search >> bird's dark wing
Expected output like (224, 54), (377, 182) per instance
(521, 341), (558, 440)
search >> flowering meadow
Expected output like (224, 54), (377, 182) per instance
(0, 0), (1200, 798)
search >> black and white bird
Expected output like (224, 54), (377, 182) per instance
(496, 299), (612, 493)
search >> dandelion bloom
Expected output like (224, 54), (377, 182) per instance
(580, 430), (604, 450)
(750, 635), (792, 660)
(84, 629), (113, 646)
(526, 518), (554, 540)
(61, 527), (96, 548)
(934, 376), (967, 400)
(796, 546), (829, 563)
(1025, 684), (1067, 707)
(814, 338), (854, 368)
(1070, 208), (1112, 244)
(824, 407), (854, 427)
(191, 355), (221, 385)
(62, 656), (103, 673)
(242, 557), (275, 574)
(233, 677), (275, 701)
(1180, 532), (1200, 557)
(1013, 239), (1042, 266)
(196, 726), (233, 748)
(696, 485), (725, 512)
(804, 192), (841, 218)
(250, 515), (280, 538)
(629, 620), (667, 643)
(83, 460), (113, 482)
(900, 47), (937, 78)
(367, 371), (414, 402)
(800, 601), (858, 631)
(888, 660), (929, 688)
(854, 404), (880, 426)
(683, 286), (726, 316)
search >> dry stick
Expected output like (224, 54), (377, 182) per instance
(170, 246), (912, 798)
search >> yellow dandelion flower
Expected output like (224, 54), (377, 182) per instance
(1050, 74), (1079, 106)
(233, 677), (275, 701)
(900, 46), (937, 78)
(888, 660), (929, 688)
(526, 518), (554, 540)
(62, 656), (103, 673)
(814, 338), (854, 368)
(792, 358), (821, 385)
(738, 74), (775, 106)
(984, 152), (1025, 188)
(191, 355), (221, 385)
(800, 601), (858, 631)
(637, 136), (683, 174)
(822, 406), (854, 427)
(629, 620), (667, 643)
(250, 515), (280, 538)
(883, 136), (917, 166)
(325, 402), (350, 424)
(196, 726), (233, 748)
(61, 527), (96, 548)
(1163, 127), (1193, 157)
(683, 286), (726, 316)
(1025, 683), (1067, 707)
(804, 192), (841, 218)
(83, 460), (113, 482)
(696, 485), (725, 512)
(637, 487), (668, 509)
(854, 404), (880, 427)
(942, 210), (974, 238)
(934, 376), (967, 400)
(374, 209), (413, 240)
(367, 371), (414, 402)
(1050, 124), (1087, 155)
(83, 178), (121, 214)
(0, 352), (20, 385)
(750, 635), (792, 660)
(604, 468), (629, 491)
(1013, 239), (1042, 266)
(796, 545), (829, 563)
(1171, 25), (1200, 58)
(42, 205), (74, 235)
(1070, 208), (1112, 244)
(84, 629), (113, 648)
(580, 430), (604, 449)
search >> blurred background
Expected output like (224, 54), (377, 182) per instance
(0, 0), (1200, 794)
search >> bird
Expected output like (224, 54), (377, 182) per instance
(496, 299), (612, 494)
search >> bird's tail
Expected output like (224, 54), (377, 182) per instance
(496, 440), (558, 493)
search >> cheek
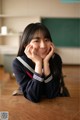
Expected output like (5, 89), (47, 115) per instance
(30, 43), (39, 49)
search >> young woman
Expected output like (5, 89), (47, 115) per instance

+++

### Stated problem
Recast every line of the records above as a Markdown table with the columns Row and Line, giving each nonblank line its own numbered row. Leave the pictures out.

### Solved exercise
| Row | Line |
|---|---|
| 1 | search >> bird's dark wing |
| 2 | Expected output like (224, 54), (377, 182) per instance |
| 3 | (521, 341), (558, 440) |
| 4 | search >> flowering meadow |
| 5 | Expected output like (224, 54), (377, 182) per instance |
| 6 | (0, 0), (1200, 798) |
| 7 | search >> black and white bird |
| 8 | Expected output like (224, 54), (377, 182) per instance |
| 9 | (496, 299), (612, 493) |
| 10 | search >> dandelion bloom |
| 11 | Expected output like (224, 54), (377, 182) per instance |
| 12 | (580, 430), (604, 450) |
| 13 | (750, 635), (792, 660) |
| 14 | (84, 629), (113, 646) |
| 15 | (526, 518), (554, 540) |
| 16 | (61, 527), (96, 548) |
| 17 | (934, 376), (967, 400) |
| 18 | (796, 546), (829, 563) |
| 19 | (1025, 684), (1067, 707) |
| 20 | (814, 338), (854, 368) |
| 21 | (1070, 208), (1112, 244) |
| 22 | (824, 407), (854, 427) |
| 23 | (191, 355), (221, 385) |
| 24 | (62, 656), (103, 673) |
| 25 | (242, 557), (275, 574) |
| 26 | (233, 677), (275, 701) |
| 27 | (1180, 532), (1200, 557) |
| 28 | (1013, 239), (1042, 266) |
| 29 | (196, 726), (233, 748) |
| 30 | (696, 485), (725, 512) |
| 31 | (804, 192), (841, 218) |
| 32 | (250, 515), (280, 538) |
| 33 | (629, 620), (667, 643) |
| 34 | (83, 460), (113, 482) |
| 35 | (900, 47), (937, 78) |
| 36 | (367, 371), (414, 402) |
| 37 | (800, 601), (858, 631) |
| 38 | (888, 660), (929, 688) |
| 39 | (854, 404), (880, 426) |
| 40 | (683, 286), (726, 316) |
| 41 | search >> dry stick |
| 42 | Expected output like (224, 54), (377, 182) per instance |
| 43 | (170, 246), (912, 798) |
| 44 | search >> yellow dandelion flower |
| 45 | Expected output like (224, 54), (377, 182) per instance |
| 46 | (1050, 74), (1079, 106) |
| 47 | (233, 677), (275, 701) |
| 48 | (900, 46), (937, 78) |
| 49 | (888, 660), (929, 688) |
| 50 | (526, 518), (554, 540) |
| 51 | (62, 656), (103, 673) |
| 52 | (814, 338), (854, 368) |
| 53 | (792, 358), (821, 385) |
| 54 | (738, 74), (775, 106) |
| 55 | (984, 152), (1025, 188) |
| 56 | (191, 355), (221, 385) |
| 57 | (800, 601), (858, 631) |
| 58 | (637, 136), (683, 174) |
| 59 | (822, 406), (854, 427) |
| 60 | (629, 620), (667, 643) |
| 61 | (250, 515), (280, 538) |
| 62 | (883, 136), (917, 166) |
| 63 | (325, 402), (350, 424) |
| 64 | (196, 726), (233, 748) |
| 65 | (61, 527), (96, 548) |
| 66 | (1163, 127), (1193, 157) |
| 67 | (683, 286), (726, 316) |
| 68 | (1025, 683), (1067, 707) |
| 69 | (804, 192), (841, 218) |
| 70 | (83, 460), (113, 482) |
| 71 | (696, 485), (725, 512) |
| 72 | (637, 487), (668, 509) |
| 73 | (854, 404), (880, 427) |
| 74 | (942, 210), (974, 238) |
| 75 | (934, 376), (967, 400) |
| 76 | (374, 209), (413, 240) |
| 77 | (367, 371), (414, 402) |
| 78 | (1050, 124), (1087, 155) |
| 79 | (83, 178), (121, 214) |
| 80 | (0, 352), (20, 385) |
| 81 | (750, 635), (792, 660) |
| 82 | (604, 468), (629, 491) |
| 83 | (1013, 239), (1042, 266) |
| 84 | (796, 545), (829, 563) |
| 85 | (1171, 25), (1200, 58) |
| 86 | (42, 205), (74, 235) |
| 87 | (1070, 208), (1112, 244) |
| 88 | (84, 629), (113, 648) |
| 89 | (580, 430), (604, 449) |
| 90 | search >> blurred background |
| 91 | Expected output like (224, 54), (377, 182) per instance |
| 92 | (0, 0), (1200, 794) |
| 93 | search >> bird |
| 94 | Expected output like (224, 54), (377, 182) per instance |
| 95 | (496, 299), (612, 494) |
| 96 | search >> bird's tail |
| 97 | Expected output like (224, 54), (377, 182) per instance |
| 98 | (496, 440), (558, 493) |
| 99 | search >> cheek |
| 100 | Expected output like (5, 89), (47, 115) per instance |
| 101 | (30, 43), (39, 49) |
| 102 | search >> young woman |
| 103 | Expected output like (5, 89), (47, 115) per instance |